These tests were conducted with a Reynolds number near the critical value of 2300 first, then extended to Reynolds number well above 6000. The pump was set at a constant Q of 95.392 m3/h that corresponded to a flow velocity v of 168.2 cm/s. The conditions of the initial test were crude oil with an initial viscosity of 93.7 cP at 11.5 °C, a Q of 95.392 m3/h, laminar flow with a NR=2160.82, and a pressure drop along the pipeline of 2.51 bar/km. The application of an electric field of 2300 V/cm reduced the oil viscosity to 85.5 cP, which increased the NR to 2368.1, which corresponds to a turbulent flow regime. However, if the flow were turbulent, the pressure loss would increase to 3.85 bar/km (Eq. 3); while in fact, the pressure loss was 2.296 bar/km and the pump power requirement was 52.4 kW (reduced from 57.4 KW). This experimental run confirmed that the flow of crude oil under the influence of the ER treatment remained laminar.

A further increase of the electric field to 3000 V/cm caused an additional reduction of the oil viscosity to 75.6 cP and an increase in the NR to 2678.2. Likewise, if the flow regime were turbulent at this condition, the pressure drop along the loop would increase to 3.73 bar/km. On the contrary, the pressure loss along the pipeline reduced to 2.03 bar/km, and the pump power requirement decreased to 48.3 kW, which corresponds to a laminar flow regime. Observations from replication tests were consistent.

________________________________________

DESCRIPTION OF THE TASK.
Extend the passage on electric-field treatment of crude oil flow past its final sentence. The data that follows is not needed for this.

________________________________________

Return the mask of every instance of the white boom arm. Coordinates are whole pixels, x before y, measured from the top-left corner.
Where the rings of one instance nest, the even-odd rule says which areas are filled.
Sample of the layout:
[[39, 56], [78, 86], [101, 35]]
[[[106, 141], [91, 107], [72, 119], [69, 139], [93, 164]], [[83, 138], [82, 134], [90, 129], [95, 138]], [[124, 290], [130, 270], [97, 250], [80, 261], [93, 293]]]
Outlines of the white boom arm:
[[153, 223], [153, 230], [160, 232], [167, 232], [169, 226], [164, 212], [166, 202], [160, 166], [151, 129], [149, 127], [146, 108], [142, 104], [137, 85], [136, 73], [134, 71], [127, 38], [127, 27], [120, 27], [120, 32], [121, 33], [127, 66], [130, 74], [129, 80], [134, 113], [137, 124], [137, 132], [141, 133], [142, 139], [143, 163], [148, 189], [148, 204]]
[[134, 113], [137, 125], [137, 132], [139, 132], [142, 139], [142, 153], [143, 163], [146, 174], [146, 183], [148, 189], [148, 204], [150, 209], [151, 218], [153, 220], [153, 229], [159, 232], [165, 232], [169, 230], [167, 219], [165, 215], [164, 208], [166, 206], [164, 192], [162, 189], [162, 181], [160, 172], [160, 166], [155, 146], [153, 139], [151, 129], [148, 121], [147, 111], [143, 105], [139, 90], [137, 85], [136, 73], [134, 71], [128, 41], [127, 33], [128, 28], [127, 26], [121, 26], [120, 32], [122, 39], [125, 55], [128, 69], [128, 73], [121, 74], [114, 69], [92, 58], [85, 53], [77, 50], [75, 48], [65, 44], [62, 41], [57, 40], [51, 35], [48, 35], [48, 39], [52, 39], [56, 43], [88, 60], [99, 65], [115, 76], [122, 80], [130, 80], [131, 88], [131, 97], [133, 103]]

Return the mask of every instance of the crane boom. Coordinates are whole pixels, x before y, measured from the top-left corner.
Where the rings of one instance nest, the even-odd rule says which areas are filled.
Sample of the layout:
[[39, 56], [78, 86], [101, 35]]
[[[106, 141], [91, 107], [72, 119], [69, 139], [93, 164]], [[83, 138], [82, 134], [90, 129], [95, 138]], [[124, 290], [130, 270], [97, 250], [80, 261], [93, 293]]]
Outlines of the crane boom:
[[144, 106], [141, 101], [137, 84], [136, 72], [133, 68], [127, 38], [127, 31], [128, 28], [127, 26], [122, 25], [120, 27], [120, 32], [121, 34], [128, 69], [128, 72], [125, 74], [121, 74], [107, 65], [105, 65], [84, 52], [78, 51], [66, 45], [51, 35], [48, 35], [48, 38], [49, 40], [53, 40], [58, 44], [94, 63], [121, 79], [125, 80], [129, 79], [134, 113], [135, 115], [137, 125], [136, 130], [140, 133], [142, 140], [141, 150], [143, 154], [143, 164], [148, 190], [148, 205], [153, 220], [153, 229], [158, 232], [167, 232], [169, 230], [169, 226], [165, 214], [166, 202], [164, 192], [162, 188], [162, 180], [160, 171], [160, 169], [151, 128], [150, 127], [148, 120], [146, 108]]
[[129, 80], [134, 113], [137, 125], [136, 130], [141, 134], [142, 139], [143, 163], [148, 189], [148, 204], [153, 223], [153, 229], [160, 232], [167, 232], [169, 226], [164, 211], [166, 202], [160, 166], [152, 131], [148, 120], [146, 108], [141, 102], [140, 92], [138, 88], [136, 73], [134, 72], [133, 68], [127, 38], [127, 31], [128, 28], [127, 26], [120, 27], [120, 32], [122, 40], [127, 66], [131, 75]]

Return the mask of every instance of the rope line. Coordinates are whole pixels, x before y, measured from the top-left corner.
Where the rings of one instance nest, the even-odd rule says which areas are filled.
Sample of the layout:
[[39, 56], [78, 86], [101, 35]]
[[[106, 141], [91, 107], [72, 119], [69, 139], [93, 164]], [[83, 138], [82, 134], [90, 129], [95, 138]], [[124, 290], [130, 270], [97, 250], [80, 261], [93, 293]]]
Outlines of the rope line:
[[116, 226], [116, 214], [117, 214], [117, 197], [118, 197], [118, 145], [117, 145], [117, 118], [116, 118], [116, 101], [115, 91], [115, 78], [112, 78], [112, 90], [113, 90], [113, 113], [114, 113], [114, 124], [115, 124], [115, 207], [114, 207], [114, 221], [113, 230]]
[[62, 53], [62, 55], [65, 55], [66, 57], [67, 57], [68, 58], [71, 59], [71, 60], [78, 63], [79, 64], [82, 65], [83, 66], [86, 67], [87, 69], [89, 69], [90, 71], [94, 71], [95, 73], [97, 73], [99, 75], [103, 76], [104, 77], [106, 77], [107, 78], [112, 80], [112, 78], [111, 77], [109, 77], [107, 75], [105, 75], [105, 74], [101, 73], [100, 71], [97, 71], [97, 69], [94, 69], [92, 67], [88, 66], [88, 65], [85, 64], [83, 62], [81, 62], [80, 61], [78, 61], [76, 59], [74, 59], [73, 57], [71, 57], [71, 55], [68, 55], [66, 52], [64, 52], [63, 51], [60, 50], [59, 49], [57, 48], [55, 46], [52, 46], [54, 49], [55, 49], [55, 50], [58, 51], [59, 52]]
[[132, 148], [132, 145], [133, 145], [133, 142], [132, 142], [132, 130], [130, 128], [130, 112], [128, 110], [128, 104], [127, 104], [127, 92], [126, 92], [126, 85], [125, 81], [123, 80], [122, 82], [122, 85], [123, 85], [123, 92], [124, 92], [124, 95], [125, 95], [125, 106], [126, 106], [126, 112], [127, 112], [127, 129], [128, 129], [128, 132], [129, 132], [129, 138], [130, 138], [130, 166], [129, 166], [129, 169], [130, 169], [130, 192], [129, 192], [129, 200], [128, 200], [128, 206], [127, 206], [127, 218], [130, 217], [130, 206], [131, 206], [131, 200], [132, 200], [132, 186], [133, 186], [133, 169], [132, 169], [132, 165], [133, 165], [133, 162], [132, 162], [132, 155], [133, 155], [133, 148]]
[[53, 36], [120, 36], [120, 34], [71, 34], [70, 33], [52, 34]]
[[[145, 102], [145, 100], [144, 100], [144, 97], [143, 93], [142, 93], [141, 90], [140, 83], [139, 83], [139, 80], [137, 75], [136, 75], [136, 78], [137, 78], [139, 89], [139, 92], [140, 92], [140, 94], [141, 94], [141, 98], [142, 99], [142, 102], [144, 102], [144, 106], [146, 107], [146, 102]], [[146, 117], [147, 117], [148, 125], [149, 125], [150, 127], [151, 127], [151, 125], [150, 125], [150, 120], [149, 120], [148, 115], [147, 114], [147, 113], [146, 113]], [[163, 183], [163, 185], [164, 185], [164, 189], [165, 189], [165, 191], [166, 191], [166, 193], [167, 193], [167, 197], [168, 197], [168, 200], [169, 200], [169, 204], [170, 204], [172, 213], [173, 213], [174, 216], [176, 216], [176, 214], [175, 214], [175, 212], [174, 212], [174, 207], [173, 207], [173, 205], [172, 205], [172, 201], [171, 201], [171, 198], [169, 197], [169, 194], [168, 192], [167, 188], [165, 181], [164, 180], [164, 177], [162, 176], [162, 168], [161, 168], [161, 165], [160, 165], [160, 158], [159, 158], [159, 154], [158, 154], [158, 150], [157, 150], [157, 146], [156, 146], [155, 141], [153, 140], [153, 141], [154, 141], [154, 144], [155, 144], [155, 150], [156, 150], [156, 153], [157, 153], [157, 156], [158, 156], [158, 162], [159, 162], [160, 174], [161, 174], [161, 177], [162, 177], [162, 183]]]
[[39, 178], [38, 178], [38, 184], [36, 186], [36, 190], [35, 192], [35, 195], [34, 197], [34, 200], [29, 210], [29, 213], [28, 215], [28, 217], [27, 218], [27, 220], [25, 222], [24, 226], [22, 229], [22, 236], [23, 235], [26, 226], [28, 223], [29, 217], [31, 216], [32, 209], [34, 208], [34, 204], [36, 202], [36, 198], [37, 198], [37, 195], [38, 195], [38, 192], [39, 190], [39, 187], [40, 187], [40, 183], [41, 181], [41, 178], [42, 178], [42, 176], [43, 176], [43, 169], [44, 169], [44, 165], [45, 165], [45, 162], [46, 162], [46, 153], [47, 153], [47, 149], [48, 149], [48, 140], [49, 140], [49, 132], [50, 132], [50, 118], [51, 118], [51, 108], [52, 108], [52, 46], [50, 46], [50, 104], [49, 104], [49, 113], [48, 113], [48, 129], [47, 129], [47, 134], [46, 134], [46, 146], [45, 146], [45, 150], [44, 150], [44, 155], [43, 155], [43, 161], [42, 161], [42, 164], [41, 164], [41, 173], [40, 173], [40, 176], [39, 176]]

________________________________________

RESULT OF THIS TASK.
Another field test evaluated the performance of the paraffin base Daqing crude oil, which has a pour point around 30°C. The transportation of this oil requires that the temperature within the pipeline system must be maintained in the range of 55–72°C through 15–20 km of insulated pipeline length (pipeline inner diameter 14.5 cm), before the pipeline system reaches another heating station.

Initially, several pre-tests established the conditions for turbulent flow regime within the temperature range previously indicated. For example, crude oil at 55.6°C and viscosity of 16.92 cP was flowed through the pipeline at a flow rate of 34.46 m3/h and a pressure of 7.0 bar; under these conditions, NR was 4128.3 (turbulent regime). In another pre-test, crude oil at 71.1°C and a viscosity of 12.4 cP was pumped at a pressure of 7.0 bar. The experimentally measured Q was 36 m3/h. According to Eq. (6), under these flow conditions (i.e. pressure and oil viscosity), Q must be 36.02 m3/h for a turbulent flow regime, which was in agreement with the experimentally measured Q. On the other hand, if the flow were laminar at the same flow conditions, the calculated Q using Eq. (1) should be 47.02 m3/h, which is much higher than the measured Q.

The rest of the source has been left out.